▸ Prompt: Transcribe verbatim every line from the line containing "Mark a dot on each instance of the illuminated" to the end of the entries, including both endpoints. Output nothing beyond those lines.

▸ Material for this exercise:
----

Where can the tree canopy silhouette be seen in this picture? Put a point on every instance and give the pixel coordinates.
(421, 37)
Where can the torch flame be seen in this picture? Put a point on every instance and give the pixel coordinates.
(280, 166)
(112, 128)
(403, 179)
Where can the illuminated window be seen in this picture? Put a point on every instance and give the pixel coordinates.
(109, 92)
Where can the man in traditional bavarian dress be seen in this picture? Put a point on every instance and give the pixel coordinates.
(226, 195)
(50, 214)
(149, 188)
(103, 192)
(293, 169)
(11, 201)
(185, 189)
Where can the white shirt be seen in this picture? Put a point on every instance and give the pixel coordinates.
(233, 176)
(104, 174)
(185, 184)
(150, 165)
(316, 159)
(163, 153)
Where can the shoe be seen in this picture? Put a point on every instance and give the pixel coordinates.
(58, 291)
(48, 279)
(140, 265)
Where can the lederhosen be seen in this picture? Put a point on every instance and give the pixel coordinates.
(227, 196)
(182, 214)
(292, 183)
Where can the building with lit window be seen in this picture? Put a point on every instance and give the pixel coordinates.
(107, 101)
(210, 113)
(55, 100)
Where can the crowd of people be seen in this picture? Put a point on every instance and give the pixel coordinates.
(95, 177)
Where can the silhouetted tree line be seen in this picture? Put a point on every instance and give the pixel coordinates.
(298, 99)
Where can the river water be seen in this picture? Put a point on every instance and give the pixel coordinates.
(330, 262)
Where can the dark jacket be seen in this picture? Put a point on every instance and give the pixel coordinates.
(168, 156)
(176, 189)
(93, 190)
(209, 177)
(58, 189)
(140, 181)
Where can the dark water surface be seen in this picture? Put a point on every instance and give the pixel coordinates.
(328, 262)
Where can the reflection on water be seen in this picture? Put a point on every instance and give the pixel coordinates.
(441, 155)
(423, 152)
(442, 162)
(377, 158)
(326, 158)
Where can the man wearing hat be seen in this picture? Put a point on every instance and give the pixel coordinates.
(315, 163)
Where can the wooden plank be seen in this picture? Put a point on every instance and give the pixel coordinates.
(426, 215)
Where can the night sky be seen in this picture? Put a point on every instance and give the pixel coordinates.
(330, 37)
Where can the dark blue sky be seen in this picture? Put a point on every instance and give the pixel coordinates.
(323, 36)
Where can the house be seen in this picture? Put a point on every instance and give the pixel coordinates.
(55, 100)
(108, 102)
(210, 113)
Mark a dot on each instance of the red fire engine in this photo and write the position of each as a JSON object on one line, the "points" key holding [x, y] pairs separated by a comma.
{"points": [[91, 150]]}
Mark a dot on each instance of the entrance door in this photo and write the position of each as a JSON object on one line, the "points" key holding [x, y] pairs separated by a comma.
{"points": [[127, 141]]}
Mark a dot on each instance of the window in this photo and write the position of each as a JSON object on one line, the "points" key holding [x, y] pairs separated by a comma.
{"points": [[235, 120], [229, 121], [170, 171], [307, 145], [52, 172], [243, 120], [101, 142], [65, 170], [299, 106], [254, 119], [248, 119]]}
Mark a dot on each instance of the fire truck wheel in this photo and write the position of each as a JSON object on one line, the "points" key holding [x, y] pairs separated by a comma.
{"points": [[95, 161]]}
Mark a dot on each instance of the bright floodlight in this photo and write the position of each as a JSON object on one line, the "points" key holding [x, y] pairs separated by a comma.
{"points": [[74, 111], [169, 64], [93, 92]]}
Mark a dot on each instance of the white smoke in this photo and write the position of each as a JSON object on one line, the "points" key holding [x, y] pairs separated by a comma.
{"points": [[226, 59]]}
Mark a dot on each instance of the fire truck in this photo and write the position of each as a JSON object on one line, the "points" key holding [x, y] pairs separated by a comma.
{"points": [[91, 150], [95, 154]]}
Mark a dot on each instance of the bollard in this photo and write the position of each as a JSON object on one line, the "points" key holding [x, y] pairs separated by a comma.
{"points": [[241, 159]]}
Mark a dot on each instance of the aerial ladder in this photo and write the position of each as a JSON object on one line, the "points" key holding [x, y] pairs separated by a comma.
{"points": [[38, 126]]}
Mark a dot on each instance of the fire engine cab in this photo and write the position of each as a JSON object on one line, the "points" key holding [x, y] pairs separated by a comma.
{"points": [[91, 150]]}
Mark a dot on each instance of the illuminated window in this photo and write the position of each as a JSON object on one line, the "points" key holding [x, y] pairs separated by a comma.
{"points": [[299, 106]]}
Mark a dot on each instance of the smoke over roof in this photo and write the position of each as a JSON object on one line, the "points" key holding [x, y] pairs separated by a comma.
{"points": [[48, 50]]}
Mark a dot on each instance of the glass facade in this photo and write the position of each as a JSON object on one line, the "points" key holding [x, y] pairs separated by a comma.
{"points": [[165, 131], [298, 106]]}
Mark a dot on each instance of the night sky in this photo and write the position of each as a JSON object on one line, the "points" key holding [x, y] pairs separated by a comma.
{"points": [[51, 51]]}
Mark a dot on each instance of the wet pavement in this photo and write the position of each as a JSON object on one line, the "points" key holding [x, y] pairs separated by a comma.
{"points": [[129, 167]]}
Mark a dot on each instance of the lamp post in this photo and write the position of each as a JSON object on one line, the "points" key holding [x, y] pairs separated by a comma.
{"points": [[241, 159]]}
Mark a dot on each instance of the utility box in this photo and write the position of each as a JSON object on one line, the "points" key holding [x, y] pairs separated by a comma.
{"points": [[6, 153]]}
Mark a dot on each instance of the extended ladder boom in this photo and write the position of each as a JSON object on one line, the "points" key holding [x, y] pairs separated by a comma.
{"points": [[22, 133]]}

----

▸ Task result:
Mark a dot on each instance of the illuminated window in this photo and write the position of each as a JSON object on one line, the "points" key holding [x, y] pairs separated by a comma.
{"points": [[299, 106]]}
Mark a dot on each instance of the smoke over roof in this photo and write the position of each as a JSON object on one line, the "points" key holding [x, y] pairs separated by a comma.
{"points": [[48, 50]]}
Mark a dot on each instance of the glass facade in this photo and write the position of each as a JSON object on one line, the "points" key holding [x, y] pairs separated by a comma.
{"points": [[165, 131], [298, 106]]}
Mark a dot on each instance of the night sky in this photo and write the position of each as a JSON object on one line, the "points" key holding [x, y] pairs separated by a comma.
{"points": [[51, 51]]}
Mark a dot on each instance of the wet pavement in this photo and write the position of each as a JSON object on one line, the "points" key holding [x, y] pairs separated by a comma.
{"points": [[129, 167]]}
Mark a dot on each instance of the lamp post in this photo and write the position of each as a JSON object on one line, the "points" key holding [x, y] pairs separated by a comma.
{"points": [[241, 159]]}
Mark a dot on each instance of the utility box in this photo and write the position of each as a JSON object on one line, the "points" key holding [x, y] pairs separated by a comma.
{"points": [[6, 153]]}
Mark a dot on each instance of the extended ladder boom in this photo and write the position of each as a JSON object on one line, the "points" key holding [x, y] pairs separated by a comma.
{"points": [[22, 133]]}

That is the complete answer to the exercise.